INSTRUCTIONS FOR THE TASK
Copy out the data below, all of it, exactly.

Text-to-region grounding data
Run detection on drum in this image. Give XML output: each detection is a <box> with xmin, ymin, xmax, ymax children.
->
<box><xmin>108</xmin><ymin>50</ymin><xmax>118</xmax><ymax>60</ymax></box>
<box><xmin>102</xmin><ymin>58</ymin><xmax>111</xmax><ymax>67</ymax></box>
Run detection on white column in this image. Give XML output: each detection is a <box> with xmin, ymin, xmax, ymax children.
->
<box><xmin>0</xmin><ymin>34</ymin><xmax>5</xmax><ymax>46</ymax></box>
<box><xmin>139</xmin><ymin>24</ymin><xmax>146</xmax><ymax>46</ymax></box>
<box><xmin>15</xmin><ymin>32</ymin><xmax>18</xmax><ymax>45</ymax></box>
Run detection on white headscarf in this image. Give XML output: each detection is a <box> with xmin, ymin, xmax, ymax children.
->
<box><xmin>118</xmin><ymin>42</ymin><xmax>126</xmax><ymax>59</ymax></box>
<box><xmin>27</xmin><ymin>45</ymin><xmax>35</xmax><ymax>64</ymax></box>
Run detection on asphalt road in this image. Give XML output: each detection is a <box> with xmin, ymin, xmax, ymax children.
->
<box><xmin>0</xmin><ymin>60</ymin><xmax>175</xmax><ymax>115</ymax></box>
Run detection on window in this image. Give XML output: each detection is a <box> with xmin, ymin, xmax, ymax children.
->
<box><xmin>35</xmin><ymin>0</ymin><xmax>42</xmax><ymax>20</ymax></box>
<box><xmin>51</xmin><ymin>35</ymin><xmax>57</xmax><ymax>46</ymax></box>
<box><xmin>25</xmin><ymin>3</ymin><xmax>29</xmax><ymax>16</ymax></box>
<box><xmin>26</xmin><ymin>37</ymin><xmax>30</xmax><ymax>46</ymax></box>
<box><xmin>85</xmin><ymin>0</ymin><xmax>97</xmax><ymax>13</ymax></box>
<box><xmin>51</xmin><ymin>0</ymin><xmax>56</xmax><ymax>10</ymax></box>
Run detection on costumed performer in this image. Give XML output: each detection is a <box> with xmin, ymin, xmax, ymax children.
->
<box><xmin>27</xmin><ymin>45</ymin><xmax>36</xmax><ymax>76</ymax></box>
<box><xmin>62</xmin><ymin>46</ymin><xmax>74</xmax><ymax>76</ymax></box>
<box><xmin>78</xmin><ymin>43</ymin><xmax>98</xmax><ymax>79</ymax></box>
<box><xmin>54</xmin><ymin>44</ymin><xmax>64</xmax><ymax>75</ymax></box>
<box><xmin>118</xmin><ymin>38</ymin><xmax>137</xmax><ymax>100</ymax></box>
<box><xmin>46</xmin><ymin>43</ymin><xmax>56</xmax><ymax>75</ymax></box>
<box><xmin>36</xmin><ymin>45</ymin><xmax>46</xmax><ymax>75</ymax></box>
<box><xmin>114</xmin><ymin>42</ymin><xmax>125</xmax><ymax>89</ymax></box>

ANSWER AREA
Run detection on drum in this image. Give XML output: each detection is a <box> with xmin, ymin, xmax, ymax children.
->
<box><xmin>108</xmin><ymin>50</ymin><xmax>118</xmax><ymax>60</ymax></box>
<box><xmin>102</xmin><ymin>58</ymin><xmax>111</xmax><ymax>67</ymax></box>
Run detection on white column in this image. Give XML output: each detection is a <box> with xmin, ymin, xmax, ymax children.
->
<box><xmin>0</xmin><ymin>34</ymin><xmax>5</xmax><ymax>46</ymax></box>
<box><xmin>139</xmin><ymin>24</ymin><xmax>146</xmax><ymax>46</ymax></box>
<box><xmin>15</xmin><ymin>32</ymin><xmax>18</xmax><ymax>45</ymax></box>
Run detection on white headscarf in this image. Give XML output: each detection is a <box> with xmin, ymin, xmax, ymax children.
->
<box><xmin>118</xmin><ymin>42</ymin><xmax>126</xmax><ymax>59</ymax></box>
<box><xmin>27</xmin><ymin>45</ymin><xmax>35</xmax><ymax>64</ymax></box>
Run detection on asphalt road in this image. Give XML output: each detection is a <box> with xmin, ymin, xmax, ymax children.
->
<box><xmin>0</xmin><ymin>60</ymin><xmax>175</xmax><ymax>115</ymax></box>
Run detection on window in this image. Give XML output: each detection is a <box> with xmin, ymin, xmax, ymax children.
->
<box><xmin>35</xmin><ymin>0</ymin><xmax>42</xmax><ymax>20</ymax></box>
<box><xmin>51</xmin><ymin>35</ymin><xmax>57</xmax><ymax>46</ymax></box>
<box><xmin>25</xmin><ymin>3</ymin><xmax>29</xmax><ymax>16</ymax></box>
<box><xmin>26</xmin><ymin>37</ymin><xmax>30</xmax><ymax>46</ymax></box>
<box><xmin>85</xmin><ymin>0</ymin><xmax>97</xmax><ymax>13</ymax></box>
<box><xmin>51</xmin><ymin>0</ymin><xmax>56</xmax><ymax>10</ymax></box>
Run detection on costumed performer in this image. Give XML output: each detection is a <box> with xmin, ymin, xmax, ymax children.
->
<box><xmin>27</xmin><ymin>45</ymin><xmax>36</xmax><ymax>76</ymax></box>
<box><xmin>62</xmin><ymin>46</ymin><xmax>74</xmax><ymax>76</ymax></box>
<box><xmin>78</xmin><ymin>43</ymin><xmax>98</xmax><ymax>79</ymax></box>
<box><xmin>54</xmin><ymin>44</ymin><xmax>64</xmax><ymax>75</ymax></box>
<box><xmin>118</xmin><ymin>38</ymin><xmax>137</xmax><ymax>100</ymax></box>
<box><xmin>46</xmin><ymin>43</ymin><xmax>56</xmax><ymax>75</ymax></box>
<box><xmin>36</xmin><ymin>45</ymin><xmax>46</xmax><ymax>75</ymax></box>
<box><xmin>114</xmin><ymin>42</ymin><xmax>125</xmax><ymax>89</ymax></box>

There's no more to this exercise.